__Direction__.
Pull out every line of the records below word for word, leaving the pictures out.

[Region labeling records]
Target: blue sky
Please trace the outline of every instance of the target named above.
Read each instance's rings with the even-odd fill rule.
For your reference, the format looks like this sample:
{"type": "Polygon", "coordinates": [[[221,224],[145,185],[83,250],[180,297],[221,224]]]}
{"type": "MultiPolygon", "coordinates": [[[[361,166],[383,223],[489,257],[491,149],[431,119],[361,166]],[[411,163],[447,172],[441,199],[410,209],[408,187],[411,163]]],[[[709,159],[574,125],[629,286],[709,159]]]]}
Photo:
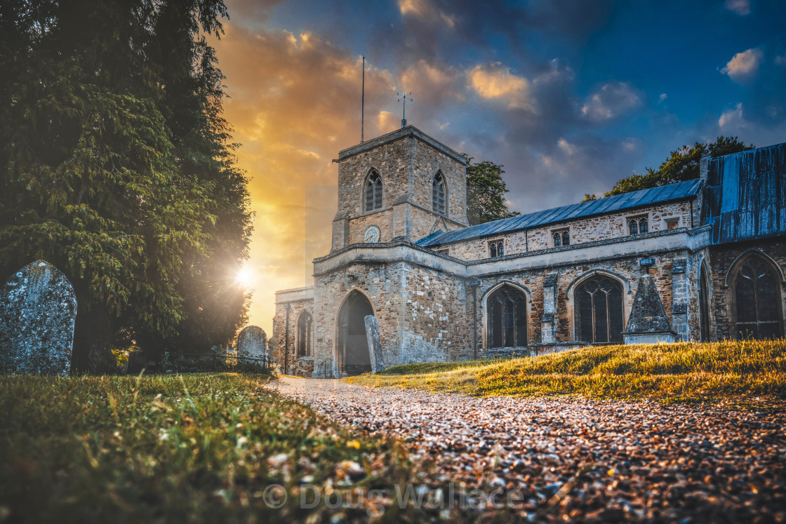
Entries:
{"type": "Polygon", "coordinates": [[[602,193],[696,141],[786,141],[782,0],[226,3],[215,46],[252,178],[252,263],[278,288],[309,284],[302,268],[329,249],[334,203],[307,195],[332,194],[330,159],[359,141],[362,56],[366,138],[399,126],[395,92],[412,91],[409,123],[503,164],[521,212],[602,193]],[[305,230],[314,216],[324,233],[305,230]],[[296,256],[296,237],[310,246],[296,256]]]}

__Output of the exercise__.
Target: blue sky
Please trace the outline of every instance of the target named above.
Read each instance's rings with the even-odd fill rule.
For your reference, the format looks like this sample:
{"type": "Polygon", "coordinates": [[[221,224],[145,185],[83,250],[180,297],[221,224]]]}
{"type": "MultiPolygon", "coordinates": [[[[361,166],[383,223],[489,257],[491,149],[431,119],[361,166]],[[411,163],[447,172],[441,199],[410,209],[408,187],[411,163]]],[[[709,159],[574,125],[629,286],[709,159]]]]}
Photo:
Entries:
{"type": "Polygon", "coordinates": [[[602,193],[696,141],[786,141],[782,0],[226,3],[215,46],[252,178],[252,263],[278,288],[309,284],[302,268],[329,249],[334,203],[307,195],[332,194],[330,159],[359,141],[362,56],[366,138],[399,126],[395,92],[412,91],[409,123],[503,164],[521,212],[602,193]],[[305,230],[314,216],[324,233],[305,230]],[[296,256],[296,237],[310,246],[296,256]]]}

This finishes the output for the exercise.